### Task details
Look through the records below and give the number of lines holding the string "small", nothing more.

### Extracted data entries
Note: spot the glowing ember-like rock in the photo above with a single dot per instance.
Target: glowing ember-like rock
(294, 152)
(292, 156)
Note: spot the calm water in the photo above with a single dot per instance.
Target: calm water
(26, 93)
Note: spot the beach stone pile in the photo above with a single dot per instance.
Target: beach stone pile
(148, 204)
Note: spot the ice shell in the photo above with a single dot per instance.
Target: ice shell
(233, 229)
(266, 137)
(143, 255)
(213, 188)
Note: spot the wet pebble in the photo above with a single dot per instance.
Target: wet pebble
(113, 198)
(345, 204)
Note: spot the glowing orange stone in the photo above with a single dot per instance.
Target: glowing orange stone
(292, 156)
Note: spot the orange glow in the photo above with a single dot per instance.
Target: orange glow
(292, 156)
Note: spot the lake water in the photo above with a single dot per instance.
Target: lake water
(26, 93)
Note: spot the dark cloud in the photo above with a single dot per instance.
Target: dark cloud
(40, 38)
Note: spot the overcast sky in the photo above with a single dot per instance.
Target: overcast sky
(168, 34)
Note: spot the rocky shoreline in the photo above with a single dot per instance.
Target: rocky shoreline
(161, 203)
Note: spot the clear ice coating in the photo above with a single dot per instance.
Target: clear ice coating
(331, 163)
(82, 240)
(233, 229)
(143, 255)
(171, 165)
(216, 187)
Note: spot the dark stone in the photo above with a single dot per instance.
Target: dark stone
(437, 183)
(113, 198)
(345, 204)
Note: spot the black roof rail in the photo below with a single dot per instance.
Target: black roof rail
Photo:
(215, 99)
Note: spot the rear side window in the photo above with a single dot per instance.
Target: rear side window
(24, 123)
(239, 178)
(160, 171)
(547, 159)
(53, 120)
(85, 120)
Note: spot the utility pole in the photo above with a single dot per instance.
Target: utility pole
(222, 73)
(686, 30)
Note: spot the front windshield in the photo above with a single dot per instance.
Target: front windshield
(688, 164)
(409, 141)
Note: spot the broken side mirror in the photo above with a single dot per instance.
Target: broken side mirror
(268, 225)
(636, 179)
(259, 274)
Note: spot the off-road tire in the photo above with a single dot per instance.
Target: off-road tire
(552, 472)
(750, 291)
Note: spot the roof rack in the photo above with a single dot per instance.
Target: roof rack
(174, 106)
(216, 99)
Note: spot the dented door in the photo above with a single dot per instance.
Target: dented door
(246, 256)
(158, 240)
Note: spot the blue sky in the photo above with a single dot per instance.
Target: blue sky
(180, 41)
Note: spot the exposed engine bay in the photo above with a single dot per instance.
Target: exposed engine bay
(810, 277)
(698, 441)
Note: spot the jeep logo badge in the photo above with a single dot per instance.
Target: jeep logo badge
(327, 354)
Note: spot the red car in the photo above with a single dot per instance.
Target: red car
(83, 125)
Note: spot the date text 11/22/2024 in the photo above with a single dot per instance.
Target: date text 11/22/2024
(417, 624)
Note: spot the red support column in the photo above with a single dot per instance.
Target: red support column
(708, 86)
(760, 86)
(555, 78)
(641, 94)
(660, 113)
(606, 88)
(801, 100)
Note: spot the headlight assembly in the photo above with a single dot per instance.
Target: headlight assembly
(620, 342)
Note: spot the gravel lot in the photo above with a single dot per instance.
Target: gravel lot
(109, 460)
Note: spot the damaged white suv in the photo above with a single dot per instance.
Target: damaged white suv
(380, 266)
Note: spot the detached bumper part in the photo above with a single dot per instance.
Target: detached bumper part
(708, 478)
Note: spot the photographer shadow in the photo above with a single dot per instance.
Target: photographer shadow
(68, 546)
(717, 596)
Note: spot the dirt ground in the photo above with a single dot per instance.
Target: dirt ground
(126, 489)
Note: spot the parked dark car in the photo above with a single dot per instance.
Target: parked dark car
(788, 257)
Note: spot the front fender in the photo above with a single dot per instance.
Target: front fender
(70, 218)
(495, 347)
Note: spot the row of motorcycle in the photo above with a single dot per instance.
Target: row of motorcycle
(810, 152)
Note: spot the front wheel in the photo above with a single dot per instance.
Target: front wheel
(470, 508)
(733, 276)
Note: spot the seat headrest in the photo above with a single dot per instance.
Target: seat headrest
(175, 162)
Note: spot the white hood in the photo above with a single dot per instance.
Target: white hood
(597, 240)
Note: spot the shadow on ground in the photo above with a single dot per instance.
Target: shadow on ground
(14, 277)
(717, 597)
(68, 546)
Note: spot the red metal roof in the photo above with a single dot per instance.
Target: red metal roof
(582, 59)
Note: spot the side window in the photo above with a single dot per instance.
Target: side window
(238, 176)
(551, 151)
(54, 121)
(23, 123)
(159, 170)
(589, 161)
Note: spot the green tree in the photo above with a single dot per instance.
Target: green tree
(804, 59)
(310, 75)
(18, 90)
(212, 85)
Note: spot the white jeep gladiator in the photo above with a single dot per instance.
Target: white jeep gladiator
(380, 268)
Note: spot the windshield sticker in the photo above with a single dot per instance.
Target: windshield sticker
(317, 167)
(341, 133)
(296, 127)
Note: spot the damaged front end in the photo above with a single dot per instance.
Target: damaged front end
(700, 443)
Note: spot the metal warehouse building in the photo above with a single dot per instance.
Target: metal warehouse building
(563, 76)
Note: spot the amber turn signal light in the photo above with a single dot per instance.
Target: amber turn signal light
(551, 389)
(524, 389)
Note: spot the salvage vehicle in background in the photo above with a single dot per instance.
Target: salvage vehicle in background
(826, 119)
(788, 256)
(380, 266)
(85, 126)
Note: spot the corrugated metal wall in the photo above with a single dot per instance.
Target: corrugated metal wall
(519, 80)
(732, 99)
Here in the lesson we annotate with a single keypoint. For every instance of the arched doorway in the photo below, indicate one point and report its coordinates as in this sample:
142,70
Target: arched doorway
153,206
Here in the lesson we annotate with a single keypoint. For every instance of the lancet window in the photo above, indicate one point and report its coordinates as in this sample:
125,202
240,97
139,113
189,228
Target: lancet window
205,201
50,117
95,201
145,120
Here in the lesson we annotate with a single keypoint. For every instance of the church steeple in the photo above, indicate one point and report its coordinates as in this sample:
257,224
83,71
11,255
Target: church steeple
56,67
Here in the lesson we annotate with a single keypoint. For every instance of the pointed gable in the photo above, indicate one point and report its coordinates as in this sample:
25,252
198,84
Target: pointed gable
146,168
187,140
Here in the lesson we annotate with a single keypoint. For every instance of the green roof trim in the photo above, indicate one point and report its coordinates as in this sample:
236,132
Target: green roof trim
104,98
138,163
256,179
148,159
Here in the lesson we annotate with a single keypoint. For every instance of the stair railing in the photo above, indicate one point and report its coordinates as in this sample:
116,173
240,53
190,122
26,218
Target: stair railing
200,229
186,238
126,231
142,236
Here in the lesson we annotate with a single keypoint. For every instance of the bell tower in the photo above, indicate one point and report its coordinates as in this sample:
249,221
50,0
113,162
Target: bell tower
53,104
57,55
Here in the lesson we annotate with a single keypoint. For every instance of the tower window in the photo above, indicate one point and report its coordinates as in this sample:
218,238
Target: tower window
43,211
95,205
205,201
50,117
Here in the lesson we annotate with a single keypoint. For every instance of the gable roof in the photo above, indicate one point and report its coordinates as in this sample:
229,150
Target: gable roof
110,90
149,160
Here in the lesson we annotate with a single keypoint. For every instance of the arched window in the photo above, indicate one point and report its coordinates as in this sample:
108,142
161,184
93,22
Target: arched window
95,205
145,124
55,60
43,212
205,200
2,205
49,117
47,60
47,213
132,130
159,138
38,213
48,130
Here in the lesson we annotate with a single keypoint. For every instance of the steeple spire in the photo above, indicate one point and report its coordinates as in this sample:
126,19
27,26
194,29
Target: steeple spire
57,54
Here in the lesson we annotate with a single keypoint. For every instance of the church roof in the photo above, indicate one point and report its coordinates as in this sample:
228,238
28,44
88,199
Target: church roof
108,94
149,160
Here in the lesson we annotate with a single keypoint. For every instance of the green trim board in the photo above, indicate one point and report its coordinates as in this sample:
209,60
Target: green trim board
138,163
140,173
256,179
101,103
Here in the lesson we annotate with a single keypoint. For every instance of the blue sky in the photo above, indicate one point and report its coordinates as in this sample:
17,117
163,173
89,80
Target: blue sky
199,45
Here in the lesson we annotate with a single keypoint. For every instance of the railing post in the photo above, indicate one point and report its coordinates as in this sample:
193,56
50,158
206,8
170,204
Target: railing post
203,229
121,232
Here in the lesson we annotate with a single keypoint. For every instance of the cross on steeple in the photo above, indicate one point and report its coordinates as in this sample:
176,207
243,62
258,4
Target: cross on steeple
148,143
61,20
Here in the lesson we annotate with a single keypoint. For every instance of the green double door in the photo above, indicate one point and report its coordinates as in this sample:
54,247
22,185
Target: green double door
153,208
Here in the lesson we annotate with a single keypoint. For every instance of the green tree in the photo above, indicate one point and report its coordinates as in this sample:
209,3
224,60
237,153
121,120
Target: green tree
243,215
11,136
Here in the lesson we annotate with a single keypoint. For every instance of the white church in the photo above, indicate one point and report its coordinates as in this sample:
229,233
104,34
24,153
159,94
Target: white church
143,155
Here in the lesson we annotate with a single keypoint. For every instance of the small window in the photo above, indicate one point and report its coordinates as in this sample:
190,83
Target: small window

### Written answer
2